══ The records
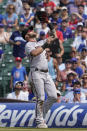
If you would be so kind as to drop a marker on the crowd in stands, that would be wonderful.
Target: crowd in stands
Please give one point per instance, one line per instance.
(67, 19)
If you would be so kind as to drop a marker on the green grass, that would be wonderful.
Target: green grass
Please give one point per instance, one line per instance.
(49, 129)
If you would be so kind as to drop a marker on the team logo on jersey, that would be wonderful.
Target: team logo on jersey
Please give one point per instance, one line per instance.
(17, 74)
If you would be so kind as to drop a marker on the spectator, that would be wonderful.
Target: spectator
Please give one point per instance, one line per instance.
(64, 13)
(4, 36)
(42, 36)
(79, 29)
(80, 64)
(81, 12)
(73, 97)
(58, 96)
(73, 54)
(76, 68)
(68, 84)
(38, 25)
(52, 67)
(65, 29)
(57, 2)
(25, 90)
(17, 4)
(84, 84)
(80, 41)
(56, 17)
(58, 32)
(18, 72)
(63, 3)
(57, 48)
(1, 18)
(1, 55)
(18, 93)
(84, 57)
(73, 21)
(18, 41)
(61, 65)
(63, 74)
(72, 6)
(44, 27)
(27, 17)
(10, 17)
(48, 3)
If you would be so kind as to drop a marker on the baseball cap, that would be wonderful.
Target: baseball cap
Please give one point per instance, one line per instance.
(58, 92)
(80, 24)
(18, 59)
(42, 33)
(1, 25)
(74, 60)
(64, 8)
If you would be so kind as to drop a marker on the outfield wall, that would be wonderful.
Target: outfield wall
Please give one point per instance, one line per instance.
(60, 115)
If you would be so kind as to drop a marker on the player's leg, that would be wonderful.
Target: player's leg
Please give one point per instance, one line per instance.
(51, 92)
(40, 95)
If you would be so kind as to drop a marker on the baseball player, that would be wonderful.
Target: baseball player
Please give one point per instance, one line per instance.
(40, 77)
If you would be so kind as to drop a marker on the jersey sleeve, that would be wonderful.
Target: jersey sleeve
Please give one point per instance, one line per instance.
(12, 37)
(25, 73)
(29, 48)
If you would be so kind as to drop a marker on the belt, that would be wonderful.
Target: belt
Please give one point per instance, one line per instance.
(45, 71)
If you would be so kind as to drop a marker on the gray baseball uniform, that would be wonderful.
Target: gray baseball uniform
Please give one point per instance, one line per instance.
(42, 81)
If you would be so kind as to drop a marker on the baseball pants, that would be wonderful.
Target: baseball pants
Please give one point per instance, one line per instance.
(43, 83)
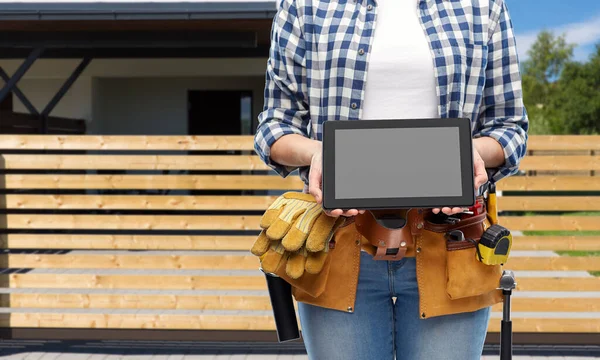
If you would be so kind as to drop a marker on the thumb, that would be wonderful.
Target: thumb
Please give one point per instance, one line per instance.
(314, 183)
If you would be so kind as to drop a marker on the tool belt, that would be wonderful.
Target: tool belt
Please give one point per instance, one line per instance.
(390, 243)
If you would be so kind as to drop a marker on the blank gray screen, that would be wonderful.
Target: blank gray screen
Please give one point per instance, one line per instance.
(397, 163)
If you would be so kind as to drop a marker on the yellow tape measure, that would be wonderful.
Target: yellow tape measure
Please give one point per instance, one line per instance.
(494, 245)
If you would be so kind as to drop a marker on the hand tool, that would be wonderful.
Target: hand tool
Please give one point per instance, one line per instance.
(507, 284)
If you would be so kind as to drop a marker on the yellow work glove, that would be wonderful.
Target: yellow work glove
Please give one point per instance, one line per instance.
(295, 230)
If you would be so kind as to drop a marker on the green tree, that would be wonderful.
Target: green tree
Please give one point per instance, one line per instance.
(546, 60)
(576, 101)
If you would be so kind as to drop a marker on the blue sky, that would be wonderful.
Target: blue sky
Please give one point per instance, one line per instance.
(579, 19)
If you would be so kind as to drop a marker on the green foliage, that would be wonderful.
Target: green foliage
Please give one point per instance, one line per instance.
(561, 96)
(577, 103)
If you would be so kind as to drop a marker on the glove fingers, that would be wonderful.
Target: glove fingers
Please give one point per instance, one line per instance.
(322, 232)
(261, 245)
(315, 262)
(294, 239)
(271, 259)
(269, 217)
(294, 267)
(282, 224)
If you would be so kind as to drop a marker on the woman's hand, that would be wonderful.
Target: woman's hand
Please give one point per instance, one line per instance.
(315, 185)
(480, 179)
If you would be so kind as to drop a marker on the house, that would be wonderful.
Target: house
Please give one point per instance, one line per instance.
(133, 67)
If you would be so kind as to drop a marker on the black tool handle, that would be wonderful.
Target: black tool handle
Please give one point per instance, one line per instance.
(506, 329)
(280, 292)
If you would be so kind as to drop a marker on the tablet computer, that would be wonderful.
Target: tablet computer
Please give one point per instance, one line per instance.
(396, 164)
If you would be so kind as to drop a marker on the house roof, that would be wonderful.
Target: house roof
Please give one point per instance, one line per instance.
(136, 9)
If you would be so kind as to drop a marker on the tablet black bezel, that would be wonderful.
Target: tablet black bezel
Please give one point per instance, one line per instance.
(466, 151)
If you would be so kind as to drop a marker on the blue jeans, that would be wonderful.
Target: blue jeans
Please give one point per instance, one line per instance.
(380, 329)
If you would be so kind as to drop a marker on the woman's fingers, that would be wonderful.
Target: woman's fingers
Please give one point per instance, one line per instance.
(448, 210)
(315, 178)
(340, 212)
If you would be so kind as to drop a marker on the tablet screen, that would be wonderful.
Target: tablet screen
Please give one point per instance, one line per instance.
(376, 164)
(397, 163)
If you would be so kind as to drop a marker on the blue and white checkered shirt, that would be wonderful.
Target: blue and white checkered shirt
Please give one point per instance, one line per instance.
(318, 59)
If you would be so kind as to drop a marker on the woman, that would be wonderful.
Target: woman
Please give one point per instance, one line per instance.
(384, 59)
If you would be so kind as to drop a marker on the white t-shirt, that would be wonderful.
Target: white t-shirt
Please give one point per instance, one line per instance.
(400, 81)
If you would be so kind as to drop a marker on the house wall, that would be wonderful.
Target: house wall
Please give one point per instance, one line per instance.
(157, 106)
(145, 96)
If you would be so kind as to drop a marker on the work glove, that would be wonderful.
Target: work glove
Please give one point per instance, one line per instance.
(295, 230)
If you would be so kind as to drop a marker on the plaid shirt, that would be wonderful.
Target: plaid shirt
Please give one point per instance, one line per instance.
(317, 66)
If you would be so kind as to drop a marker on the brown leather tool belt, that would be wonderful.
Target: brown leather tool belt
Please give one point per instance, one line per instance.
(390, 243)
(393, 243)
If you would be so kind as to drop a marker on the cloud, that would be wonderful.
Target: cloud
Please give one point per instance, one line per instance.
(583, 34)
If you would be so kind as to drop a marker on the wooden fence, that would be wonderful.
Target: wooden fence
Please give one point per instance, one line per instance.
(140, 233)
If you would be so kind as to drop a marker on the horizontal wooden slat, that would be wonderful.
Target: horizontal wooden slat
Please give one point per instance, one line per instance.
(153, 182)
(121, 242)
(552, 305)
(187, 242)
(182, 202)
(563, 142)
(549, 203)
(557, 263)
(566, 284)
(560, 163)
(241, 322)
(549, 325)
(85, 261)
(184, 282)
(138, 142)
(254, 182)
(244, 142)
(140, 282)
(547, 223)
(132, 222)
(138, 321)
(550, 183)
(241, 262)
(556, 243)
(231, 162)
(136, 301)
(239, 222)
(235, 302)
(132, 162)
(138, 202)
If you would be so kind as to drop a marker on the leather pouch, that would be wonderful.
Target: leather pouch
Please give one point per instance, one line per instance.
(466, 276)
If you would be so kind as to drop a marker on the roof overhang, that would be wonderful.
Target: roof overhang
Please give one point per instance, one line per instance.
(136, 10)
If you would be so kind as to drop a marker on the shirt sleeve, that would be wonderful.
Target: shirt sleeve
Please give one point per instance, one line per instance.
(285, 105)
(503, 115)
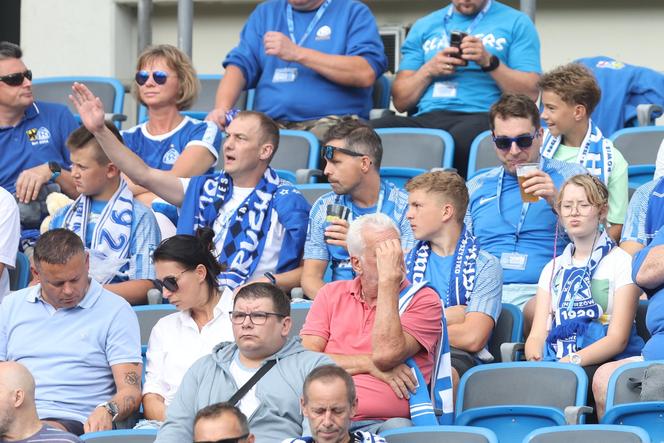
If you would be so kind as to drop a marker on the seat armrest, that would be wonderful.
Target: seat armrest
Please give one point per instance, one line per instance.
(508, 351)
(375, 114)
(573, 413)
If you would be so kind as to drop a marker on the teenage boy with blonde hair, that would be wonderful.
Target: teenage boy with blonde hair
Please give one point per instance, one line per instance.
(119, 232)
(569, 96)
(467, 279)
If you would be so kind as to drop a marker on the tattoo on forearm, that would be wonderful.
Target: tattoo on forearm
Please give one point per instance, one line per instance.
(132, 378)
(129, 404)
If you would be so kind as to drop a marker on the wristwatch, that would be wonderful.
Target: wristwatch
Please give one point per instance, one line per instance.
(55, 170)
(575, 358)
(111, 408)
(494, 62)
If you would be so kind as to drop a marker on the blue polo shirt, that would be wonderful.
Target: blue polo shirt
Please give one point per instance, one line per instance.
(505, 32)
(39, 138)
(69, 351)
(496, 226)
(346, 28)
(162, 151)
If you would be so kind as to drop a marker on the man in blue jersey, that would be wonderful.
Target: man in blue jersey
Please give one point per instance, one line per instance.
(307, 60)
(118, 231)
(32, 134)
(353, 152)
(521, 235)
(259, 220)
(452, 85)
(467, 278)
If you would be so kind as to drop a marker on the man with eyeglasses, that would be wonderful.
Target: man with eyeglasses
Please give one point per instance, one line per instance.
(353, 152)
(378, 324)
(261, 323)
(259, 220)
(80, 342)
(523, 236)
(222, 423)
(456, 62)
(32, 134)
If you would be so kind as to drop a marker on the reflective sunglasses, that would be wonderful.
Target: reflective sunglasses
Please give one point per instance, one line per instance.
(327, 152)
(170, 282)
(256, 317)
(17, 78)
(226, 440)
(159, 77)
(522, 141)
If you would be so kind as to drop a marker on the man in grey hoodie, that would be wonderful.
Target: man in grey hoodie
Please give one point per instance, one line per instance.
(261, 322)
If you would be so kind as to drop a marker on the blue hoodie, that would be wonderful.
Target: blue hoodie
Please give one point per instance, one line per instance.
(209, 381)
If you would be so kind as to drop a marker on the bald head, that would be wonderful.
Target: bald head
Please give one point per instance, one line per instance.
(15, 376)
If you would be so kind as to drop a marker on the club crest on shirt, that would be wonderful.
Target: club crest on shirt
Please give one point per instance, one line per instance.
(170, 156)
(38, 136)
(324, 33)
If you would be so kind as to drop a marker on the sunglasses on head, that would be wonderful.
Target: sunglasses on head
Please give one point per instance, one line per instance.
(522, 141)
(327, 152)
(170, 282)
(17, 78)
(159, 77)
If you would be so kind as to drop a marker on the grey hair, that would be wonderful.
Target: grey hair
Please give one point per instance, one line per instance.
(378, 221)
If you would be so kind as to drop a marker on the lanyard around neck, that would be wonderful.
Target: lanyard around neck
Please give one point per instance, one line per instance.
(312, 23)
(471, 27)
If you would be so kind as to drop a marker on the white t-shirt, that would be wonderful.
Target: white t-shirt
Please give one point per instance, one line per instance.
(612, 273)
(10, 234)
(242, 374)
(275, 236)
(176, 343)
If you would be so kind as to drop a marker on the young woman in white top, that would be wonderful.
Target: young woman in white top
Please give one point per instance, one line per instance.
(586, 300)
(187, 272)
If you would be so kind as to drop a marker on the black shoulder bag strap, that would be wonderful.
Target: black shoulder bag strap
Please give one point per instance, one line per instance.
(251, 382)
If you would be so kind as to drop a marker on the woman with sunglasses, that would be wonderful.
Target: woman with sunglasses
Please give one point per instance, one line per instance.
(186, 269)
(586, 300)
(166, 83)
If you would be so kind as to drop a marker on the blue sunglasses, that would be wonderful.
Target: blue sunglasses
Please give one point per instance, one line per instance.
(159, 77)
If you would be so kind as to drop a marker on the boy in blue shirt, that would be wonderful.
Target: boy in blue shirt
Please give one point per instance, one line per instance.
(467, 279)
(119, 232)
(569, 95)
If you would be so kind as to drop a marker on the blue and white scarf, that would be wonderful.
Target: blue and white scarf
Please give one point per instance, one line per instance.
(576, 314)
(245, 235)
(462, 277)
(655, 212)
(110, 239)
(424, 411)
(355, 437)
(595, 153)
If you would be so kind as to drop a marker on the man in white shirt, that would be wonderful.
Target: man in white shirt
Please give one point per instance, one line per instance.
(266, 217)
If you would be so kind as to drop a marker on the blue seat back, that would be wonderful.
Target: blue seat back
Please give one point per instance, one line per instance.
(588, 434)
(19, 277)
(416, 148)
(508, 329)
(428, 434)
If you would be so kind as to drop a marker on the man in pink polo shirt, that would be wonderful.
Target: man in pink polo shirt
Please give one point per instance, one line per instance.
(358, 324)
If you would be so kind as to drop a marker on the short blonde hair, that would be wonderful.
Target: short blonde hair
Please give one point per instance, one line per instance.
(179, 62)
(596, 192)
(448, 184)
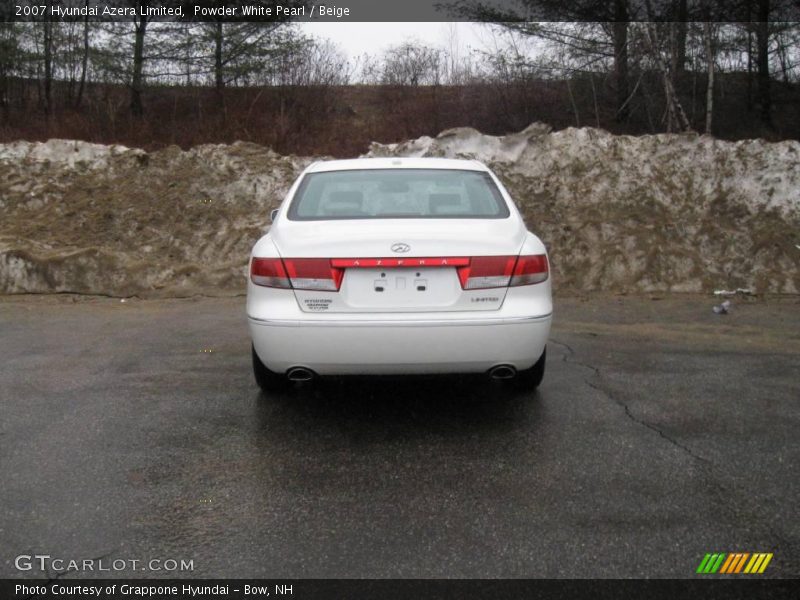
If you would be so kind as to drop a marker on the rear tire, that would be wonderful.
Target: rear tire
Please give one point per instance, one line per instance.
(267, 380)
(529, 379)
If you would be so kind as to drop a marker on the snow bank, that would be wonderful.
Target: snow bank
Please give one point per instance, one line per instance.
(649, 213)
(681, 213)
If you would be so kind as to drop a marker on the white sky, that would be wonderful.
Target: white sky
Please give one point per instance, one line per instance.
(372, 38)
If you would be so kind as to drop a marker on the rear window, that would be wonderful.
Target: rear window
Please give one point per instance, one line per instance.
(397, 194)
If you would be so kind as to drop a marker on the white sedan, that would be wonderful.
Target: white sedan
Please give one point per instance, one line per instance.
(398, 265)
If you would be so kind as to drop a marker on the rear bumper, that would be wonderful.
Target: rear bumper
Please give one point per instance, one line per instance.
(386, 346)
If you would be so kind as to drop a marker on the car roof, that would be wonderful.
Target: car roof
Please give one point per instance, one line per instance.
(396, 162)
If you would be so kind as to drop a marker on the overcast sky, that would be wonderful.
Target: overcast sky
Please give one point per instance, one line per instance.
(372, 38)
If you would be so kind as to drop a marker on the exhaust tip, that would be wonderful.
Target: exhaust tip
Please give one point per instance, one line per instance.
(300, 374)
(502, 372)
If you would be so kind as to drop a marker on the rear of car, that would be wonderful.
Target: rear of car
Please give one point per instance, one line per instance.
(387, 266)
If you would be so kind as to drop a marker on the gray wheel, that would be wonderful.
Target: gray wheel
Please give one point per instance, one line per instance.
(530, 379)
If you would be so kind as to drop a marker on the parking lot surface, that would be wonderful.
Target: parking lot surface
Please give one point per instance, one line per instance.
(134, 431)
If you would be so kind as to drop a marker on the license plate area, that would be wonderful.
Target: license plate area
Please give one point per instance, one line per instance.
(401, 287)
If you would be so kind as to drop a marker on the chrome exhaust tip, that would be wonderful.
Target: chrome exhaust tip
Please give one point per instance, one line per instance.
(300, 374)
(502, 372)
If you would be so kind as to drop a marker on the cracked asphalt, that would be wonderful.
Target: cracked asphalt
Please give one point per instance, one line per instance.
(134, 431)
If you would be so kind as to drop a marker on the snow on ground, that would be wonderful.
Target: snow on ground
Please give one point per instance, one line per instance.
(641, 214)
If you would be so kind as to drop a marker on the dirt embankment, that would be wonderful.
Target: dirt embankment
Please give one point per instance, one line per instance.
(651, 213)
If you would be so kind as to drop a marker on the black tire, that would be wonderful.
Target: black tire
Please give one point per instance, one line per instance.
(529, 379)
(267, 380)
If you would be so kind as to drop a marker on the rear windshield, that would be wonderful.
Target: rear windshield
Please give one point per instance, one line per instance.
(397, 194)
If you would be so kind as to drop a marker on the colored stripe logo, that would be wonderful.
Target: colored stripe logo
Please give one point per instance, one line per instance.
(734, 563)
════
**Objective:** Reproduce the records from the line holding "asphalt, that would be wonderful." through the end of the records, inclusive, changing "black tire" to "dark tire" and leaving everything else the same.

**Solution to this problem:**
If you would be so kind as to drop a marker on the cracked asphalt, that would be wonderful.
Target: cracked asphalt
Please give one point per instance, one line per instance.
(134, 431)
If you would be so kind as to drop a marker on the snow on ground, that would be wonderful.
Target: snow on ground
Please give one point per instance, one line per instance.
(641, 214)
If you would be so kind as to drop a marker on the dirt embankment, that would be wonderful.
Target: dirt embankment
Please give one point per instance, one line per instance.
(651, 213)
If you would be so kind as to drop a marker on the dark tire, that would be wonderful.
Target: dark tire
Please give one point per instance, one line per instance.
(529, 379)
(267, 380)
If you would be so kind as to drop a marker on the rear windshield, that would be wonderful.
Target: rear windshield
Please give one point per instance, one line per instance.
(397, 194)
If you would be so kind as to drop a marker on the colored stripe logo, that would be wonderful.
Target: colored stripe logo
Please give one point per instance, one line per instance.
(734, 563)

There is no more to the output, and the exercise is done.